* _CHECK YOUR UNDERSTANDING_
[1] Please copy word for word the part of the article on Social Security and multiple disabilities starting at "Combining Multiple Disabilities" and ending at "get benefits automatically.".
[2] Translate this sentence from the article on Social Security and multiple disabilities into Spanish: "Even a mild to moderate mental illness can aggravate pain symptoms caused by a physical injury."
[3] Write what comes next in the article on Social Security and multiple disabilities, picking up after its final sentence.

Multiple Disabilities: Social Security Must Consider Combined Effects

If you have multiple impairments or disabilities, Social Security will consider their combined effects when determining if you meet a listing or can't work.

By , J.D. · University of Michigan Law School
Updated by Diana Chaikin, Attorney · Seattle University School of Law

Most people who apply for Social Security disability benefits have more than one illness or injury (impairment) keeping them from working full-time. Impairments that aren't limiting enough on their own to qualify you for disability may still help your application, when the combined effects of all of your medical conditions are considered together.

The Social Security Administration (SSA) considers the combined effects of multiple impairments during two parts of the agency's five-step sequential evaluation process:

How Does Social Security Evaluate the Combined Effects of Multiple Disabilities?

Social Security is required to consider all impairments that you're receiving medical treatment for when determining whether you're disabled, even those that the agency doesn't consider severe. The SSA must also consider how your disorders relate to each other, because some impairments can exacerbate the symptoms of other conditions.

A common example involves filing for disability for both physical and mental impairments. Even a mild to moderate mental illness can aggravate pain symptoms caused by a physical injury. Likewise, many people develop mental disorders as a response to the limitations caused by their physical impairments. Social Security must take into account the nuances of how your physical and mental conditions interact when reviewing your disability claim.

Combining Multiple Disabilities to Equal a Listed Impairment

Social Security maintains a list of conditions that the agency considers especially serious. Known as the listing of impairments or "Blue Book," people who have medical documentation of a listed impairment can be found disabled without having to show that they can't work. Each listing has a set of criteria that need to be met in order to get benefits automatically.

* _DATA_
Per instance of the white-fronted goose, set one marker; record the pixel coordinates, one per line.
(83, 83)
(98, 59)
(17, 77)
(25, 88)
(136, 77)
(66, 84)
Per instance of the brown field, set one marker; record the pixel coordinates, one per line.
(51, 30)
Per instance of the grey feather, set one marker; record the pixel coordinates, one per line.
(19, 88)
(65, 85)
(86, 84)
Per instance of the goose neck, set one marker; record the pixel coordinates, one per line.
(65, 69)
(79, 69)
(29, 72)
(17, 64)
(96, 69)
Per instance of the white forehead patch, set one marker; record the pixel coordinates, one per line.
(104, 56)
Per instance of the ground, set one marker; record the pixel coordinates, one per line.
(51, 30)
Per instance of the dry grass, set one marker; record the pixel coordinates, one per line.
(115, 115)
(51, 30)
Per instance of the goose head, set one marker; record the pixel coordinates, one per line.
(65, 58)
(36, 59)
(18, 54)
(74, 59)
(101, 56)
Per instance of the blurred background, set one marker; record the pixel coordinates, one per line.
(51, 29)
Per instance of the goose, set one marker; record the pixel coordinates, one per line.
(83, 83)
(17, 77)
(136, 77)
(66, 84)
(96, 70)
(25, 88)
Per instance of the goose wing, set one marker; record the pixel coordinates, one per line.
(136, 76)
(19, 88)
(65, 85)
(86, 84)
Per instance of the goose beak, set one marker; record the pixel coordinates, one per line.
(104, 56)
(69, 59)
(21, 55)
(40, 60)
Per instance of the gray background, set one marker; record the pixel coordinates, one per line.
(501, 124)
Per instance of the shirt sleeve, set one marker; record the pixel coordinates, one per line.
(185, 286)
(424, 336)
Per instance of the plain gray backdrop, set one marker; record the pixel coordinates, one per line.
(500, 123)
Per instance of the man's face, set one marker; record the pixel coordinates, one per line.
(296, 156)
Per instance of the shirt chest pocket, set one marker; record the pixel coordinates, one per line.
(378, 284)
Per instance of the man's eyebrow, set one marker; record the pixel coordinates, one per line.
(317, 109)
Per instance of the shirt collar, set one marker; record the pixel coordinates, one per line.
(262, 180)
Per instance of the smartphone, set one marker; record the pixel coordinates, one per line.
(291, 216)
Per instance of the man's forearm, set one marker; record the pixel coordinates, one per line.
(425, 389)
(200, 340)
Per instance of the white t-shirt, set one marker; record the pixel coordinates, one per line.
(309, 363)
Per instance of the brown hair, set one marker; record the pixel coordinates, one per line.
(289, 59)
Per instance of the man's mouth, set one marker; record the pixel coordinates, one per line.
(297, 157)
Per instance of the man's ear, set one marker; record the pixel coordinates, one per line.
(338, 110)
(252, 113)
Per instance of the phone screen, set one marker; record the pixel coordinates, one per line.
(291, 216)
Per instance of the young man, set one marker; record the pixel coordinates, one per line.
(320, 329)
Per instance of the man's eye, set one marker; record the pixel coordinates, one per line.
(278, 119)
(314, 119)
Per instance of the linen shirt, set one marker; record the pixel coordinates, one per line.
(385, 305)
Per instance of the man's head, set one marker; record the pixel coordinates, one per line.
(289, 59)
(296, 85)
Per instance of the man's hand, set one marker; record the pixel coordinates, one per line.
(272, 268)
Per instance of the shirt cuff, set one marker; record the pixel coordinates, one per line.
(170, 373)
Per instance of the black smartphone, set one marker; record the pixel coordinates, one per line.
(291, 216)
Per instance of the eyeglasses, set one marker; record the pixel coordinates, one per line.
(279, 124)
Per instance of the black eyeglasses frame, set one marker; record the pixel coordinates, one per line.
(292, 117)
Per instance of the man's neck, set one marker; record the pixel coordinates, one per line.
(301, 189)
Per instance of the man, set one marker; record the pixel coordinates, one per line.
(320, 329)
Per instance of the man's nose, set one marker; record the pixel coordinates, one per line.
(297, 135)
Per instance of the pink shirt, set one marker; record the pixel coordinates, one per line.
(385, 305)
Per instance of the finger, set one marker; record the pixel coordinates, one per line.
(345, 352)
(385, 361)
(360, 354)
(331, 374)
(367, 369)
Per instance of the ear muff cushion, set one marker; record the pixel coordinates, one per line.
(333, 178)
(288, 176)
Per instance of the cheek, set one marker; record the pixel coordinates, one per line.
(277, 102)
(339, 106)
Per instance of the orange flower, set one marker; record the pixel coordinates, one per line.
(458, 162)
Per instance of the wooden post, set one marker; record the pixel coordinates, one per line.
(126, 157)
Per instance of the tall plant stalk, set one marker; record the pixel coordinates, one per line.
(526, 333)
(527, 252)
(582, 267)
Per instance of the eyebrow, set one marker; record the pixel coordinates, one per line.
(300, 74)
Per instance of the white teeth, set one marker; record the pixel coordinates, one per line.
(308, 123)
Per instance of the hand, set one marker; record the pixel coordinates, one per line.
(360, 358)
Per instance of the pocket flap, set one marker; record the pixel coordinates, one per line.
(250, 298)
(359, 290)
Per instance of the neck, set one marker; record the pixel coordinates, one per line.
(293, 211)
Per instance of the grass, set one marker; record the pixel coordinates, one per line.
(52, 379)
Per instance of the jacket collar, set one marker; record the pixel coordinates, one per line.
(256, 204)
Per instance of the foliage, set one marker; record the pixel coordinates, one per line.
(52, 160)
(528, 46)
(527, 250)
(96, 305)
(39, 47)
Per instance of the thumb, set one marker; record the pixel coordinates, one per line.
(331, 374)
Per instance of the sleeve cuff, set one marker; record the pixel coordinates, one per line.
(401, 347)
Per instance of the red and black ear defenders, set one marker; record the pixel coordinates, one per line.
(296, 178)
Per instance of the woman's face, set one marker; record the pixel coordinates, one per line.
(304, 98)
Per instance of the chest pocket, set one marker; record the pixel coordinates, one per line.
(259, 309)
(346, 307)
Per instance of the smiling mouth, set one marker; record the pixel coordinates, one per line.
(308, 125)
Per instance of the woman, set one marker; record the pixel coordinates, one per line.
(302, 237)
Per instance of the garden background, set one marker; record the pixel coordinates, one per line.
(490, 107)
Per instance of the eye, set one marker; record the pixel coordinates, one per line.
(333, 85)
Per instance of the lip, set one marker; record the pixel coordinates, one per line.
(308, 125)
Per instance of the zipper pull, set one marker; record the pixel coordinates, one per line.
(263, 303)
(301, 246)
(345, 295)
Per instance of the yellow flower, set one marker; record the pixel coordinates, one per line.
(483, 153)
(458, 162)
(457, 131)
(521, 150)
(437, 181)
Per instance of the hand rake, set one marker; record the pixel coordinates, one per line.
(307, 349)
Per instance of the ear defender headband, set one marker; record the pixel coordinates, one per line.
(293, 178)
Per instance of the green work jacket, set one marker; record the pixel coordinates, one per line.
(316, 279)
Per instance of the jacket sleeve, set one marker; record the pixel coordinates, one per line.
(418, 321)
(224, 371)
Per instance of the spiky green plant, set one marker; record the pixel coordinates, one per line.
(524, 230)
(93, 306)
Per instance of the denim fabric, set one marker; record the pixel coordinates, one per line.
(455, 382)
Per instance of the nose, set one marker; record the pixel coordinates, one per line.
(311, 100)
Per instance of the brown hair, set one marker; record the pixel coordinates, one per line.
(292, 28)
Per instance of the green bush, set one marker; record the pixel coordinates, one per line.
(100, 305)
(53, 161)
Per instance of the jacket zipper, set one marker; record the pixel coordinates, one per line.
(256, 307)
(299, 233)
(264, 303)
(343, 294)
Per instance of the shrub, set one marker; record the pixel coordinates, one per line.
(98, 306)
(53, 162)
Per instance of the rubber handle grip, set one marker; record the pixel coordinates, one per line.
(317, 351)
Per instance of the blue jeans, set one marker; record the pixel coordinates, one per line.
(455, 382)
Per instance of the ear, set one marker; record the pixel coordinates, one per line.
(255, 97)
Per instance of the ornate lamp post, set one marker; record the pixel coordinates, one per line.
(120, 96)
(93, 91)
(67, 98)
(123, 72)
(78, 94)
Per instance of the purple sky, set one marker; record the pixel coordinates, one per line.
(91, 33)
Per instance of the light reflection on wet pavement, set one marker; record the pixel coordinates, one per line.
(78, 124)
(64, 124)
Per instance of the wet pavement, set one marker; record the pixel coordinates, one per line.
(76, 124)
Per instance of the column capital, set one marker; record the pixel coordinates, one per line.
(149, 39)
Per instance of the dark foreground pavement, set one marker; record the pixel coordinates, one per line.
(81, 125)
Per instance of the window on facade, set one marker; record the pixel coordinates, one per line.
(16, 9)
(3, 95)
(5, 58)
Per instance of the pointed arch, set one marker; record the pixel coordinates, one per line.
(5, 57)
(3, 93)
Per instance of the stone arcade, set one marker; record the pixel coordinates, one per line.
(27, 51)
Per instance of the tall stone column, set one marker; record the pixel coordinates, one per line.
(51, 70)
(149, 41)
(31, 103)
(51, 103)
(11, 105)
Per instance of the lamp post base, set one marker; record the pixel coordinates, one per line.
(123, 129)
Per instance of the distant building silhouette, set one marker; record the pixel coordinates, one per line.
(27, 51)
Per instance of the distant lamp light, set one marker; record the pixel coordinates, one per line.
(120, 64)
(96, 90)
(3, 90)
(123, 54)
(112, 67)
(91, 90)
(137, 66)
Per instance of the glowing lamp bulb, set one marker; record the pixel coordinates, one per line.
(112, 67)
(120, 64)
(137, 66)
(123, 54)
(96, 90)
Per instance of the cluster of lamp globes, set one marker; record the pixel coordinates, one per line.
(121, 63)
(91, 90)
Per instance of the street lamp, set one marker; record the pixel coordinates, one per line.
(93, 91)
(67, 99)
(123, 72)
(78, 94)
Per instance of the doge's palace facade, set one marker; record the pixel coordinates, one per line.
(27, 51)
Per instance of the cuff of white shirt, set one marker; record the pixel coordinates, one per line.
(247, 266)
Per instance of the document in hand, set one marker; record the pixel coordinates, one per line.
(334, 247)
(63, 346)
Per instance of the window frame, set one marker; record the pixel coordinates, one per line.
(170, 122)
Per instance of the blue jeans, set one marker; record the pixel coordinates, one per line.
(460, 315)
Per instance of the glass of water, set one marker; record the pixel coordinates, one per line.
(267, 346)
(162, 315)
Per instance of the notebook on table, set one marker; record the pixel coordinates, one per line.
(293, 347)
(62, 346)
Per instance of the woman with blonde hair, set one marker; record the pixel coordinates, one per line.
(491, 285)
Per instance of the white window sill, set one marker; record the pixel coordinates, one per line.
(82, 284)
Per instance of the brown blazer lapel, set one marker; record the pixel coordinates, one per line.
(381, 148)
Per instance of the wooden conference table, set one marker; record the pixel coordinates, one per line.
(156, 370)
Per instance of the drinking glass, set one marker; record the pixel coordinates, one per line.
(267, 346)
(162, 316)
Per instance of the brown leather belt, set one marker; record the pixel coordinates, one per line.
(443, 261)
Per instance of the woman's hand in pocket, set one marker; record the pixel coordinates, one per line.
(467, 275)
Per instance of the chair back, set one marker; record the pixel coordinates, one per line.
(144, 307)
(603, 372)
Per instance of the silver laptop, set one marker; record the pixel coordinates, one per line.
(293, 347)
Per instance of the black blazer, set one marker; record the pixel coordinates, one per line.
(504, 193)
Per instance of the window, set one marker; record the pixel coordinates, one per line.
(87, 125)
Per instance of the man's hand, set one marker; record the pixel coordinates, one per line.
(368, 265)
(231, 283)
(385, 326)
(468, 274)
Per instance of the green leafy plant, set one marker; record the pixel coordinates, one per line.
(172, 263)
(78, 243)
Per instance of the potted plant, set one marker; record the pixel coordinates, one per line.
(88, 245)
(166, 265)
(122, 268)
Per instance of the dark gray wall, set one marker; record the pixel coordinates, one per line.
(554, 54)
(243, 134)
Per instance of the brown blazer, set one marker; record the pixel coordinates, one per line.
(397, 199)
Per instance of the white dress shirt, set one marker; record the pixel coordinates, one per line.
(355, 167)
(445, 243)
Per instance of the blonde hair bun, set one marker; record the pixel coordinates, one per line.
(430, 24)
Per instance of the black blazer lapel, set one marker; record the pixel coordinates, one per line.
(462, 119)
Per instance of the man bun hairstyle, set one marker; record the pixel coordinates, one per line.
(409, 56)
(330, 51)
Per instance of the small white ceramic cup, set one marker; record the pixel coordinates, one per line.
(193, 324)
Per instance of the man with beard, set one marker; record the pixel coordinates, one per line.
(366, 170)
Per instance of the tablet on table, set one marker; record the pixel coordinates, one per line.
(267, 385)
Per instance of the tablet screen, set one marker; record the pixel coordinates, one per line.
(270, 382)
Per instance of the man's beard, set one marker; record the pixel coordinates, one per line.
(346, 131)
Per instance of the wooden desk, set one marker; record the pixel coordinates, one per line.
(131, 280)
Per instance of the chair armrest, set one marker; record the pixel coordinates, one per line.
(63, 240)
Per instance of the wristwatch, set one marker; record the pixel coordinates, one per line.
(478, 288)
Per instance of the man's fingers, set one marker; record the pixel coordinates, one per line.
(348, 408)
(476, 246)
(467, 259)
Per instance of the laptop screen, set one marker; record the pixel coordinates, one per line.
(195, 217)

* _RESULTS OF THE EXERCISE_
[1]
Combining Multiple Disabilities to Equal a Listed Impairment

Social Security maintains a list of conditions that the agency considers especially serious. Known as the listing of impairments or "Blue Book," people who have medical documentation of a listed impairment can be found disabled without having to show that they can't work. Each listing has a set of criteria that need to be met in order to get benefits automatically.

[2] Incluso una enfermedad mental de leve a moderada puede agravar los síntomas de dolor causados por una lesión física.

[3]
If your medical record doesn't contain the exact test results required by a specific listing, the SSA can't find that you meet that listing. But if you have multiple combined conditions that are close enough to the requirements to be functionally similar, the agency can find that your impairments are "medically equivalent" to the listing criteria. (In Social Security lingo, this is called "equaling" a listing.)

For more information, see our article on getting Social Security benefits by equaling a disability listing.

Combining Multiple Disabilities to Get a Medical-Vocational Allowance

Even if the combined effects of your different impairments don't equal any specific listing in the Blue Book, you can still qualify for disability if you can show that your multiple conditions prevent you from working. (Having your application for benefits approved in this manner is called a medical-vocational allowance.)

To determine whether you can work, Social Security will look at any functional limitations caused by your conditions and put them in terms an employer would understand, a process called assessing your residual functional capacity (RFC). Your RFC describes what you're able to do at work despite the combined effects of all your impairments.

Most RFCs include both exertional and non-exertional restrictions. The more combined restrictions you have in your RFC, the less likely you'll be able to work at any job.

  • Exertional restrictions limit the amount of weight you can carry and how long you can be on your feet.
  • Mental restrictions limit the types of tasks you can perform and who you can work with.
  • Manipulative restrictions limit how often you can use your arms, hands, and fingers.
  • Postural restrictions limit the amount of bending, stooping, and balancing you can do.
  • Sensory restrictions reflect any loss you have in your ability to speak, see, or hear.
  • Environmental restrictions limit the types of job settings you can work in.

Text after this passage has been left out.